Penelitian ini adalah tentang fungsi hubungan-hubungan informal di kalangan awak bis dalam sebuah organisasi formal, sebuah perusahaan bis kota di Jakarta. Untuk itu diperlukan data tentang perusahaan tempat para awak bis itu bekerja, yang harus diperoleh mel;alui penjaga gerbang organisasi itu, para direksi dan stafnya. Para direksi menganggap bahwa banyak siasat kerja awak bis yang merugikan perusahaan. Mereka mendukung penelitian ini dengan harapan akan mendapatkan saran-saran praktis untuk mengurangi gejala yang dianggap merugikan tersebut. Ketika menghubungi awak bis, guna meyakinkan mereka akan kesungguhan penelitian ini, saya perlihatkan surat ijin dari perusahaan. Alih-alih membantu, tindakan itu ternyata justru menghambat perolehan data yang sahih, karena para awak bis mencurigai saya memata-matai mereka demi kepentingan perusahaan. Menyadari kekeliruan itu, pada kali-kali berikutnya saya tidak lagi menggunakan pendekatan resmi. Saya menyampaikan bahwa saya bermaksud meneliti suka duka kehidupan awak bis dalam pekerjaannya. Pernyataan ini tidak diterima begitu saja. Pada beberap kesempatan mengamati kegiatan awak bis di pool, selalu ada awak bis yang mengawasi dan menanyakan apakah saya melaporkan nama-nam tersebut kepada perusahaan. Saya kemudian memperlihatkan catatan lapangan saya yang hanya mencantumkan inisial mereka, dan menerangkan secara garis besar bahwa peneliti antropologi harus menjaga anonimitas para informannya. Dengan pendekatan ini, selanjutnya para awak bis malahan membantu saya dengan baik sekali, kecuali melarang saya mengikuti kegiatan mereka setelah kembali ke pool pada pukul 22.00, berhubung saya adalah wanita.

Kasus 4. Menghinadari Penjaga Gerbang (Carol Stack 1974)

Menurut Stack, penjaga gerbang dalam momuniti agar berhubungan hanya dengan warga komuniti yang “baik”, artinya yang berpola tingkah laku serupa dengan tingkah laku warga kulit putih kelas menengah di Amerika Serikat. Kecenderungan ini disebabkan oleh kenyataan bahwa kedudukan menguntungkan dari para penjaga gerbang itu diperoleh berkat hubungan baik mereka dengan golongan kulit putih kelas menengah yang dominan di kota setempat. Jika Stack memasuki komuniti miskin tadi melalui para penjaga gerbang ini, ia kwatir akan memperoleh informasi yang tidak sesuai dengan kenyataan yang ada mengenai kehidupan keluarga-keluarga miskin disana. Guna menghindarkan bias ini, Stack memilih jalan lain, yaitu mencari dan membina sendiri hubungan baik dengan seorang gadis dari komuniti ini. Selanjutnya gadis itu menjadi titik masuknya untuk berkenalan dengan warga lain dalam komuniti yang bersangkutan, dan demikian seterusnya. Seperti teknik bola salju, para kenalannya kemudian menjadi sponsor baginya umemperluas jaringan sumber informasi bagi penelitiannya selanjutnya.

__DAFTAR DATA__.
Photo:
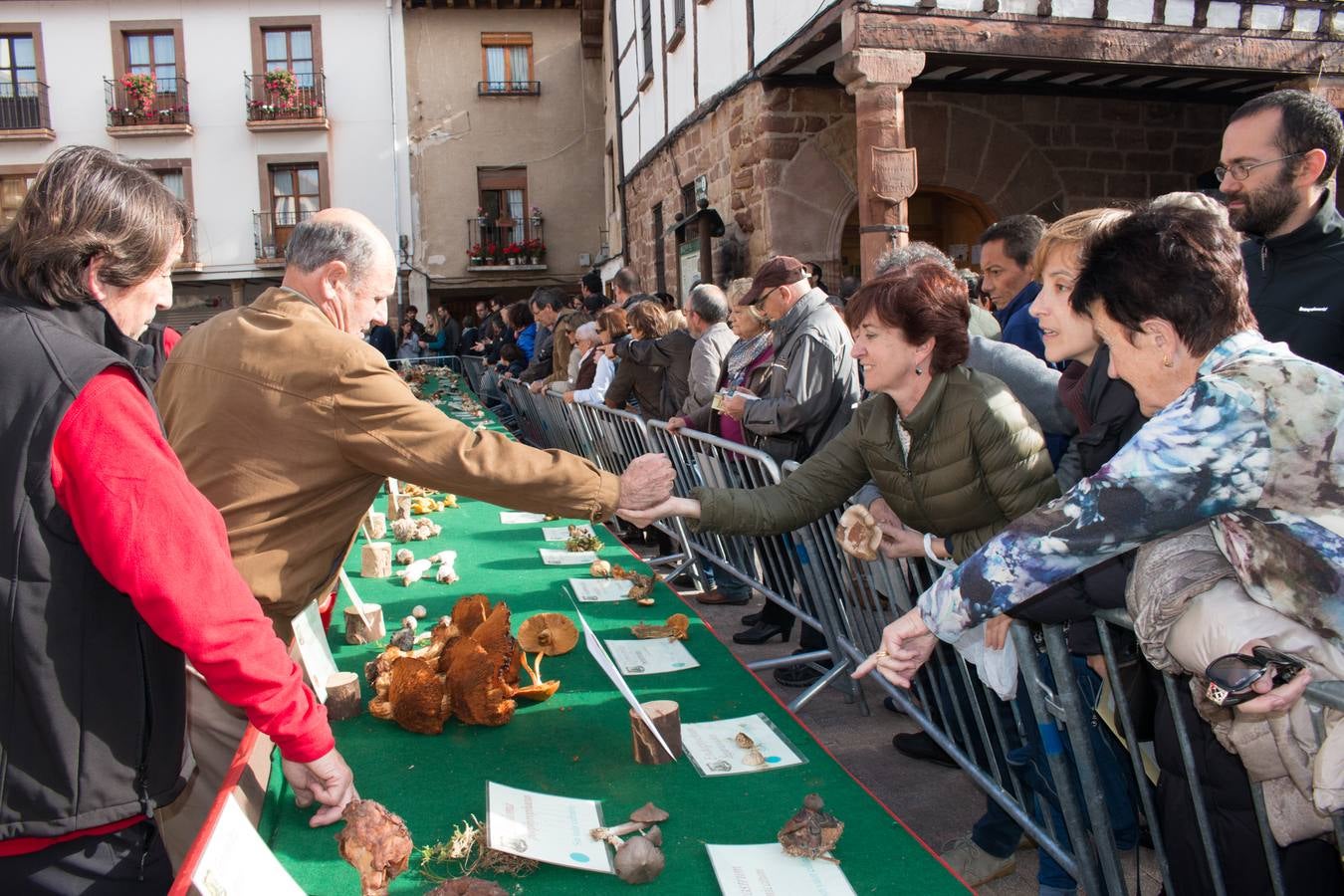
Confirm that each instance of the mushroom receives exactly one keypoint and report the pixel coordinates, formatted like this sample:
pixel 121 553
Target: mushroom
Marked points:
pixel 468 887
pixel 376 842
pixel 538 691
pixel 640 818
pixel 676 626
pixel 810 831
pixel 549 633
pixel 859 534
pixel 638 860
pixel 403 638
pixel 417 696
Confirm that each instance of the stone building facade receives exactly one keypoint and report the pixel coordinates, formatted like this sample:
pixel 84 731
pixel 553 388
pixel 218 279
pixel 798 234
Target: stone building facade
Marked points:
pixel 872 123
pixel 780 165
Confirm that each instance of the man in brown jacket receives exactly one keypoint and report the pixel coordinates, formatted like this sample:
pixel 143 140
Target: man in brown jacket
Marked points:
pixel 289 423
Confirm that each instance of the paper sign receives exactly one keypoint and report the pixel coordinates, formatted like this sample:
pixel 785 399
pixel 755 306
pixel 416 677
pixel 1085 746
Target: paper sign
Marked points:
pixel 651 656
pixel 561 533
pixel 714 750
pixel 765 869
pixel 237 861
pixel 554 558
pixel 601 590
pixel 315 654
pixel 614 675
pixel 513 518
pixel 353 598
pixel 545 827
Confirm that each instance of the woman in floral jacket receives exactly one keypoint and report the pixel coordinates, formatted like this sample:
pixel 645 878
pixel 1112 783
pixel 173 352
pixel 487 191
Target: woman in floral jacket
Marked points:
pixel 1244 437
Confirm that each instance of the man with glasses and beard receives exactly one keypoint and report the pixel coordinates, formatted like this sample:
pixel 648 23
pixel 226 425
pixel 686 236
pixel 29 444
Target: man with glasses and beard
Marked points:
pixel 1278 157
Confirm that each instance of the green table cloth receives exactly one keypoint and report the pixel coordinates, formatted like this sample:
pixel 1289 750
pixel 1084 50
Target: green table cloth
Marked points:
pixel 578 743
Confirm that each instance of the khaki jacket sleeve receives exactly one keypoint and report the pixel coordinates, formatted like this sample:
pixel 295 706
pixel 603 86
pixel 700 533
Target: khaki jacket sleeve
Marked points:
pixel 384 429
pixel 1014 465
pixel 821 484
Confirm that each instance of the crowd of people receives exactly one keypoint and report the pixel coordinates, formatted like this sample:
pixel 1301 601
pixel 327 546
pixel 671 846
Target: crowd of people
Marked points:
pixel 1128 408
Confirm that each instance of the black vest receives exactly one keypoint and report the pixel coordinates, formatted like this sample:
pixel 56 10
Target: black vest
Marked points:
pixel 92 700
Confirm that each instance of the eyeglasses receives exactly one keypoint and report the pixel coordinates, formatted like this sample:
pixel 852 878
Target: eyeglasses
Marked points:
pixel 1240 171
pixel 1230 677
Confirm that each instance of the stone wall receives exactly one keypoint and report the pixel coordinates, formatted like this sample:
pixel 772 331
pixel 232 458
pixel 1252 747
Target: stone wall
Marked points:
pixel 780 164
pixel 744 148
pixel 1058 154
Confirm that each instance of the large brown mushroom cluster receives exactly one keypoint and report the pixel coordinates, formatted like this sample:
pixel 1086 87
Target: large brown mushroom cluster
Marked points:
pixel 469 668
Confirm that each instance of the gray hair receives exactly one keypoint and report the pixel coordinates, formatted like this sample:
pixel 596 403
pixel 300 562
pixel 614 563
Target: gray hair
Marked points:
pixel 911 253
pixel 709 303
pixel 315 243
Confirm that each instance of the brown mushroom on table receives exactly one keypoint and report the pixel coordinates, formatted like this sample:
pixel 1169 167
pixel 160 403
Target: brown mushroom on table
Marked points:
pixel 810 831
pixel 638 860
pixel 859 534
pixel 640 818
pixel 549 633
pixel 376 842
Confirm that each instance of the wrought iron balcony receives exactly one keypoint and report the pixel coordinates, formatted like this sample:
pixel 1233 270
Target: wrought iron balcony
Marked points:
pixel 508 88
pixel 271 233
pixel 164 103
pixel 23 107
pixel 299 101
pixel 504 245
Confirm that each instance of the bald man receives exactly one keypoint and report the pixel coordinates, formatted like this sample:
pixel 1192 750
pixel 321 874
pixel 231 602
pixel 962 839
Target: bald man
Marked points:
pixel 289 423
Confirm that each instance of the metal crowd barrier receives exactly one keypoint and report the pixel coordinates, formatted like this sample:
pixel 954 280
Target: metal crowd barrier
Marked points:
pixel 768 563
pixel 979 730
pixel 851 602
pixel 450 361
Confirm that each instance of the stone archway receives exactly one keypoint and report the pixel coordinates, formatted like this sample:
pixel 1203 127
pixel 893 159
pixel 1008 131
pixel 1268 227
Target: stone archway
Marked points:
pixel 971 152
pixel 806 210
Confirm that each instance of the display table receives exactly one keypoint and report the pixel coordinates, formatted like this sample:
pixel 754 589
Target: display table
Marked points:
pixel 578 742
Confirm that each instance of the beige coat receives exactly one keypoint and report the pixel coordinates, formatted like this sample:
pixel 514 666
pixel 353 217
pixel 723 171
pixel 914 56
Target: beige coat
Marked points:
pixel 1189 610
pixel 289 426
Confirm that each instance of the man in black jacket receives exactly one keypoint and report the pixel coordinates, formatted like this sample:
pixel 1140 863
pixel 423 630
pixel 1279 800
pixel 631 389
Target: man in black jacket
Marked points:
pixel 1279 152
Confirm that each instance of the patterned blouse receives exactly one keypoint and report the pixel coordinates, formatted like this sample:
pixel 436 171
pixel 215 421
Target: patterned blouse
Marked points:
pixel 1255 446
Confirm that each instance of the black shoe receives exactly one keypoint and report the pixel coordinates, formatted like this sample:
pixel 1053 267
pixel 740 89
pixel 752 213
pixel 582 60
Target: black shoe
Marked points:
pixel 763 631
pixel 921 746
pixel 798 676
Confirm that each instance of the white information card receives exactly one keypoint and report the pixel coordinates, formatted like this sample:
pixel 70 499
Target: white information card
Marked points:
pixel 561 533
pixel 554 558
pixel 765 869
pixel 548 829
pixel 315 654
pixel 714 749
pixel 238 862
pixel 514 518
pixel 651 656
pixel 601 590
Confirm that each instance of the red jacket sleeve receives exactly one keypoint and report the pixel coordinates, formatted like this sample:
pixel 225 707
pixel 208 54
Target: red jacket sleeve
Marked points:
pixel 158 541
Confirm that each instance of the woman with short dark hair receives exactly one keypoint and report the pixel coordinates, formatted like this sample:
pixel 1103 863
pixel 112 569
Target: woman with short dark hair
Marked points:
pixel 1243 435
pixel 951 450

__TUGAS TERTULIS__.
#1 Menurut teks sumber, apa saja yang diperlihatkan atau disampaikan peneliti kepada awak bis? Sebutkan semuanya.
#2 Kutip setiap baris dalam entri yang mengandung kata "wrought".

__JAWABAN TUGAS__.
#1
- Surat ijin dari perusahaan
- Pernyataan bahwa peneliti bermaksud meneliti suka duka kehidupan awak bis dalam pekerjaannya
- Catatan lapangan yang hanya mencantumkan inisial mereka
- Penjelasan secara garis besar bahwa peneliti antropologi harus menjaga anonimitas para informannya

#2
Confirm that each instance of the wrought iron balcony receives exactly one keypoint and report the pixel coordinates, formatted like this sample:
Target: wrought iron balcony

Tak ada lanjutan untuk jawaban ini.